── Testo fornito

I Commenti de "Il Sole 24 Ore" - Mind the Economy, la serie di articoli di Vittorio Pelligra sul Sole 24 ore.

di Vittorio Pelligra

Pubblicato su Il sole 24 ore il 24/07/2022

«Chi controlla i controllori?» si chiede Giovenale nella sesta delle sue Satire; e Platone ne La Repubblica, suggerendo ai controllori dello Stato di evitare l’ubriachezza per non essere costretti ad essere controllati a loro volta, definisce “ridicola” una situazione nella quale “un custode abbia bisogno di un altro custode”. Eppure, gli economisti non sono tutti convinti che Platone abbia ragione al riguardo. Molti, infatti, ritengono che, in particolari circostanze, si manifestino situazioni nelle quali ci sarebbe bisogno di un controllore dei controllori. 

Si tratta di situazioni caratterizzate dal cosiddetto “problema del free-riding di secondo grado”. Che cosa vuol dire, esattamente? Abbiamo visto nelle scorse settimane che la nostra vita in comune, in campo civile, politico ed economico, è caratterizzata dalla presenza di innumerevoli “dilemmi sociali”: situazioni nelle quali l’interesse individuale confligge con l’interesse collettivo.

Sarebbe meglio che tutte le nazioni riducessero le emissioni di gas-serra nell’atmosfera, ma se una sa che tutte le altre lo faranno, avrà un incentivo a non farlo, per poter godere, in questo modo, dei benefici del contrasto al riscaldamento globale senza, al contempo, sostenerne i costi. Nel piccolo, se tutti pagano il biglietto dell’autobus, il trasporto pubblico potrà continuare ad essere finanziato ed io avrò tutto l’interesse a non pagare il biglietto e fare, così, il free-rider.

────
── Dati estratti

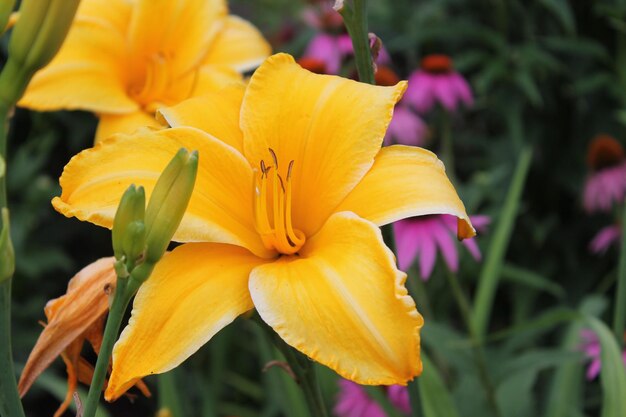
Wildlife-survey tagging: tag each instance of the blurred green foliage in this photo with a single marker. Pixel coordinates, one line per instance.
(546, 73)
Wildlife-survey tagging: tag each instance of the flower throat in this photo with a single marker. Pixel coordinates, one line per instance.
(272, 209)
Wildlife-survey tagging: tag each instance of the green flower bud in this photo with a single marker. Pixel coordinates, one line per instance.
(131, 209)
(134, 242)
(168, 202)
(7, 256)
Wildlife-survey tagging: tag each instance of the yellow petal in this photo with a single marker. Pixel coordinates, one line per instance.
(220, 209)
(213, 78)
(404, 182)
(331, 127)
(193, 292)
(343, 303)
(214, 113)
(239, 45)
(86, 74)
(180, 31)
(110, 124)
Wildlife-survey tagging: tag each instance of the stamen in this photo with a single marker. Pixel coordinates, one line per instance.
(280, 234)
(274, 157)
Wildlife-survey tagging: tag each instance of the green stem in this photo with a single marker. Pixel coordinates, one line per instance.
(10, 405)
(447, 146)
(124, 291)
(304, 369)
(619, 317)
(168, 394)
(479, 355)
(415, 398)
(355, 18)
(490, 274)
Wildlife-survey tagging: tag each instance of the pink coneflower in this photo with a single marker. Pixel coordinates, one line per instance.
(606, 183)
(406, 127)
(437, 82)
(331, 45)
(353, 401)
(605, 238)
(592, 349)
(399, 398)
(420, 237)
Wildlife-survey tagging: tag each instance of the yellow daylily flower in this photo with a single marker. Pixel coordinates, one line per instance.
(123, 59)
(292, 185)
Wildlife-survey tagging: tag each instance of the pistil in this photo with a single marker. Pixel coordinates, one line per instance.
(279, 234)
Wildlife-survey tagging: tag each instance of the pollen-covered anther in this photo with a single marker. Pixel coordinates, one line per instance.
(272, 209)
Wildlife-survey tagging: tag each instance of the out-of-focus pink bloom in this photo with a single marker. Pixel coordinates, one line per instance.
(606, 183)
(399, 398)
(406, 127)
(353, 401)
(592, 349)
(605, 238)
(322, 16)
(331, 45)
(437, 82)
(325, 48)
(420, 237)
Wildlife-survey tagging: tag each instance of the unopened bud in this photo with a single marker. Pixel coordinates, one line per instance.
(134, 242)
(168, 202)
(131, 210)
(7, 256)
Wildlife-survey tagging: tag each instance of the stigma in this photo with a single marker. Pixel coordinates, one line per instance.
(272, 209)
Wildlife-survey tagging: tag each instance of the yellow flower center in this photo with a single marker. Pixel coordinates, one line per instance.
(152, 81)
(272, 209)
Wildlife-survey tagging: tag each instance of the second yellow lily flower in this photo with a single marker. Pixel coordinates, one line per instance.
(125, 58)
(291, 188)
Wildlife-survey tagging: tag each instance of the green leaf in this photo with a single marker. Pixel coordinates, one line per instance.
(531, 279)
(528, 86)
(561, 10)
(436, 398)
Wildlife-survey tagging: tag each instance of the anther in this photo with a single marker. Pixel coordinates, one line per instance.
(274, 157)
(289, 170)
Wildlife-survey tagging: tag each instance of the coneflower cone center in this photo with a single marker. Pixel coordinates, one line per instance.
(272, 208)
(604, 152)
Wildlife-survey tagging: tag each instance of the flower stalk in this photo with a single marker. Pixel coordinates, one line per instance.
(490, 274)
(140, 237)
(354, 13)
(303, 368)
(619, 315)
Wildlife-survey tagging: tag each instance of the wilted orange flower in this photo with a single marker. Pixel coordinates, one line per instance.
(74, 318)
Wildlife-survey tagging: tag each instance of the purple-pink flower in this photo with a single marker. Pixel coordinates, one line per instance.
(406, 127)
(353, 401)
(605, 238)
(606, 183)
(592, 349)
(420, 237)
(329, 47)
(436, 82)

────

#### Obiettivo:
Secondo il testo fornito, in quali campi la nostra vita in comune è caratterizzata da innumerevoli “dilemmi sociali”? Elencali tutti.

#### Risultato:
- civile
- politico
- economico